## Task requirements
The listing below contains a span that opens with the line containing "Target: window" and closes with the line containing "Target: orange brick office building". Return that span exactly.

## Extracted data
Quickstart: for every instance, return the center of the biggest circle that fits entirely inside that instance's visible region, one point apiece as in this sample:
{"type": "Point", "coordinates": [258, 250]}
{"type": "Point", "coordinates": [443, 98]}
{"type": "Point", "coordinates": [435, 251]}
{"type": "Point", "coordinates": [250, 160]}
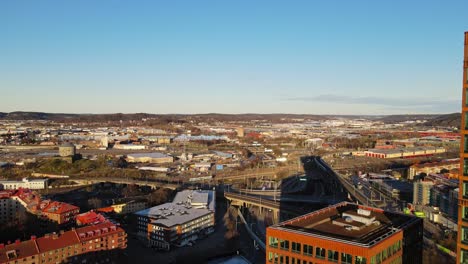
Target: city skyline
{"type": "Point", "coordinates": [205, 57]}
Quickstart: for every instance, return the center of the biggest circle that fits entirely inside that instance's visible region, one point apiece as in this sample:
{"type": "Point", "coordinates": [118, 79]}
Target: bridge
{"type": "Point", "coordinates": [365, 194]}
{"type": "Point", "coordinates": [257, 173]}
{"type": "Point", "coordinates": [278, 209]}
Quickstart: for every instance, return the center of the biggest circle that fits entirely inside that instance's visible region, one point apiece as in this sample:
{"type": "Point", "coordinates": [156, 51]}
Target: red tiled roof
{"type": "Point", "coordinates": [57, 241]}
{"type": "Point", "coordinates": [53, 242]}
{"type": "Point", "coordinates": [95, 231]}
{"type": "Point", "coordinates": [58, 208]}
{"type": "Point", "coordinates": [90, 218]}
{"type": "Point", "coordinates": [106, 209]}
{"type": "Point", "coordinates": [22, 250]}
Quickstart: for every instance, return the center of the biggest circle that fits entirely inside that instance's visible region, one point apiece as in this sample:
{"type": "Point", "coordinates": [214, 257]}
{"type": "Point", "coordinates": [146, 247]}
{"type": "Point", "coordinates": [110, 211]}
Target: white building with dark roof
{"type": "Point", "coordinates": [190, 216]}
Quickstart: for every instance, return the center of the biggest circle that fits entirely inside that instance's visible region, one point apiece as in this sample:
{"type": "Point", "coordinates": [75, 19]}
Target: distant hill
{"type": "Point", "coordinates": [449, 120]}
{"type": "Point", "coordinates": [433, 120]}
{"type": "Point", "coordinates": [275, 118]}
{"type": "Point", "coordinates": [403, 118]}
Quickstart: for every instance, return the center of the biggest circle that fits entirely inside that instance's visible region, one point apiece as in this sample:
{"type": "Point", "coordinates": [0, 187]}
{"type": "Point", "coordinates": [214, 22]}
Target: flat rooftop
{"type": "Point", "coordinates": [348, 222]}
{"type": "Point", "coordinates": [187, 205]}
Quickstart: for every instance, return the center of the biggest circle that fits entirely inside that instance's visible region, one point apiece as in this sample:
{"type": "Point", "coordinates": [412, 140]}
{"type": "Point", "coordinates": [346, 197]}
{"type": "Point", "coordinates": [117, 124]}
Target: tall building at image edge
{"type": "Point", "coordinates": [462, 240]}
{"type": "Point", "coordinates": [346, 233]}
==
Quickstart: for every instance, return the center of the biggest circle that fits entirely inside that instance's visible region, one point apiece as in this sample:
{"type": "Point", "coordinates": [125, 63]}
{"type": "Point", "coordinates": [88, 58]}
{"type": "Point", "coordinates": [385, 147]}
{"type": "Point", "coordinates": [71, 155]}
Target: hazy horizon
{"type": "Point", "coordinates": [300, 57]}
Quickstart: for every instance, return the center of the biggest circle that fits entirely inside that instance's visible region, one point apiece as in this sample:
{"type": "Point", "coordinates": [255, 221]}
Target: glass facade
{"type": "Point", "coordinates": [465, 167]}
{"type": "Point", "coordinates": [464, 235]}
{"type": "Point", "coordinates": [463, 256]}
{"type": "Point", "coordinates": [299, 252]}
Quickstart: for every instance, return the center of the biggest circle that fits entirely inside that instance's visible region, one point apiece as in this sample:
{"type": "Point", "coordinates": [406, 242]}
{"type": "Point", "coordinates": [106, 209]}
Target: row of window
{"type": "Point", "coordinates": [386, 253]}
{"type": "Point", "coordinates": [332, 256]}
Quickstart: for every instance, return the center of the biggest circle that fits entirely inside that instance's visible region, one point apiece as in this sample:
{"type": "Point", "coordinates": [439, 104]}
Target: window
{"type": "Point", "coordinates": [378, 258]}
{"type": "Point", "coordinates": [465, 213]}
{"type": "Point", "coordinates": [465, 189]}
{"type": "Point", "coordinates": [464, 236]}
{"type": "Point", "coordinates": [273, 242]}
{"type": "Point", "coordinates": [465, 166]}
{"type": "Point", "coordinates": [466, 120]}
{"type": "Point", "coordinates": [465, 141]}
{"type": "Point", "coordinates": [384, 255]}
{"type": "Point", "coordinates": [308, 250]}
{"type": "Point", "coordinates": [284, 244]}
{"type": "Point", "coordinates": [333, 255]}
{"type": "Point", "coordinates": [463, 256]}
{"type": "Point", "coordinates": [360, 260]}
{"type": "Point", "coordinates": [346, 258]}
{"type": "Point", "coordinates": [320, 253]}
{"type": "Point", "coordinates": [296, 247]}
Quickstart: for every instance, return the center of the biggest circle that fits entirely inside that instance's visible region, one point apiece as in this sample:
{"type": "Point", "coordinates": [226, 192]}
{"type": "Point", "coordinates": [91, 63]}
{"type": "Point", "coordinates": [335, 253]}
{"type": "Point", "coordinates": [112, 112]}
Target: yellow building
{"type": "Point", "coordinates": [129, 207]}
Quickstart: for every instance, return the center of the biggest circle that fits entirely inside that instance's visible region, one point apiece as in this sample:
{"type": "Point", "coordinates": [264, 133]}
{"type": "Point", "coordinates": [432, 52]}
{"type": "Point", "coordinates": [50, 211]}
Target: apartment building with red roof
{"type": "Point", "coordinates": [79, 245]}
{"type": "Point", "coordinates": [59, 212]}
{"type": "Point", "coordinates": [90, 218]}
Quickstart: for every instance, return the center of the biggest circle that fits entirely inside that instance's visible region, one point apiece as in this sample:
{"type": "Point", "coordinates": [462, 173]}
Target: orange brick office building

## Output of the task
Target: window
{"type": "Point", "coordinates": [378, 258]}
{"type": "Point", "coordinates": [465, 213]}
{"type": "Point", "coordinates": [465, 189]}
{"type": "Point", "coordinates": [464, 236]}
{"type": "Point", "coordinates": [273, 242]}
{"type": "Point", "coordinates": [465, 166]}
{"type": "Point", "coordinates": [466, 120]}
{"type": "Point", "coordinates": [465, 141]}
{"type": "Point", "coordinates": [384, 255]}
{"type": "Point", "coordinates": [308, 250]}
{"type": "Point", "coordinates": [284, 244]}
{"type": "Point", "coordinates": [333, 255]}
{"type": "Point", "coordinates": [463, 256]}
{"type": "Point", "coordinates": [360, 260]}
{"type": "Point", "coordinates": [346, 258]}
{"type": "Point", "coordinates": [320, 253]}
{"type": "Point", "coordinates": [296, 247]}
Quickstart: for every instance, return the center of the biggest circle that fits entirely inside that instance's visible region, one point apiece as in this sample:
{"type": "Point", "coordinates": [226, 192]}
{"type": "Point", "coordinates": [91, 63]}
{"type": "Point", "coordinates": [335, 253]}
{"type": "Point", "coordinates": [112, 112]}
Target: yellow building
{"type": "Point", "coordinates": [129, 207]}
Quickstart: for every instance, return the center of the biggest circle that fits entirely inside that instance's visible region, one point apiece as in this sample:
{"type": "Point", "coordinates": [264, 133]}
{"type": "Point", "coordinates": [432, 52]}
{"type": "Point", "coordinates": [50, 211]}
Target: apartment building with red roof
{"type": "Point", "coordinates": [79, 245]}
{"type": "Point", "coordinates": [59, 212]}
{"type": "Point", "coordinates": [90, 218]}
Quickstart: for every instance, return the center of the biggest circle that fits entirely inside that instance's visible region, one point apiece as in this sample:
{"type": "Point", "coordinates": [462, 173]}
Target: orange brick office building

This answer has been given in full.